- **Selected text**:
..............................
Calculation of true T1, T2 and proton density images for the elimination of signal intensity artifacts in segmentation of brain tissue in magnetic resonance imaging

Abstract

Segmentation of tissues in medical imaging is an essential subject because it helps the radiologists to be able to identify diseases, tumors and follow the degenerative diseases. In Magnetic Resonance Imaging (MRI) one factor that causes a problem during segmentation is the inhomogeneity in the magnetic field. Mainly the RF coil inhomogeneity effect causes intensity inhomogeneity through the image. This intensity inhomogeneity may cause segmentation algorithms to fail for a specific imager system. In case an algorithm that can be used in many imagers is needed the difference in the tissue intensities and the RF coil inhomogeneity change may cause greater failures. To overcome this problem a method which uses calculated T1, T2 and proton density parameters is proposed. These parameters are calculated from MRI images using four sampling points (four sets of images of the same region with different parameters) and using Levenberg-Marquardt Method. Then maximum likelihood classification is applied to distinguish the tissues and the segmented images were constructed. Gray Matter, White Matter and Cerebrospinal Fluid were segmented in MR brain images of seven volunteers. The subject heads were scanned with three different MR imagers. Tissue segmentation was performed with the weighted T1, T2 and Proton Density images along with the computed true T1, T2 and PD. Comparisons across image slices; across imagers and across subjects indicated that significant improvement can be achieved if the computed T1, T2 and PD images are used for the segmentation of brain tissue.|Keywords: T1, T2, PD, Levenberg-Marquardt, maximum likelihood classification, RF coil inhomogeneity .
..............................
- **Dataset excerpts**:

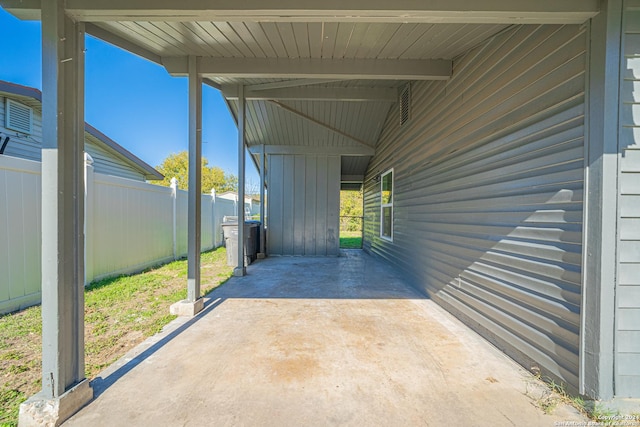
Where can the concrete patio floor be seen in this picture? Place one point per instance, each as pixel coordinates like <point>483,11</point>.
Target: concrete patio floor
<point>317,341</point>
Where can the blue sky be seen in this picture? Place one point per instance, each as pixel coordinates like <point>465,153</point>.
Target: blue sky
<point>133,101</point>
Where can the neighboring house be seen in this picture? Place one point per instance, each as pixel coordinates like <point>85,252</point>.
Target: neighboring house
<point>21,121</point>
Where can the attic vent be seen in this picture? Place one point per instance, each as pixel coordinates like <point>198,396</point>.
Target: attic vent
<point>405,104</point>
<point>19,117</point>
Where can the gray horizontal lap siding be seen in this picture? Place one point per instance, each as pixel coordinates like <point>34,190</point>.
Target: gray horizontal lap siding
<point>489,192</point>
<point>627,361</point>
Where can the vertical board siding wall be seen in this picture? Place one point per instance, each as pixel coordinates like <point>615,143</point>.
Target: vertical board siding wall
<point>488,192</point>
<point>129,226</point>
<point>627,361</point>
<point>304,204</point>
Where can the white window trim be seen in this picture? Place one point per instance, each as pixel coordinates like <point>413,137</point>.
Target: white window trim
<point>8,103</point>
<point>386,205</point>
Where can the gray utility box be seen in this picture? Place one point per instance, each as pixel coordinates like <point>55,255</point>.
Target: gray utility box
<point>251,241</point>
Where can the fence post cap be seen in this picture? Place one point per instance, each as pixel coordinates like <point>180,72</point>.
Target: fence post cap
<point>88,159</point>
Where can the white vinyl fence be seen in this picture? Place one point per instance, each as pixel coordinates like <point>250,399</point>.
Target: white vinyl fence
..............................
- **Assigned task**: Which three brain tissues does the abstract above on MRI tissue segmentation say were segmented?

- **Response area**: Gray Matter, White Matter and Cerebrospinal Fluid.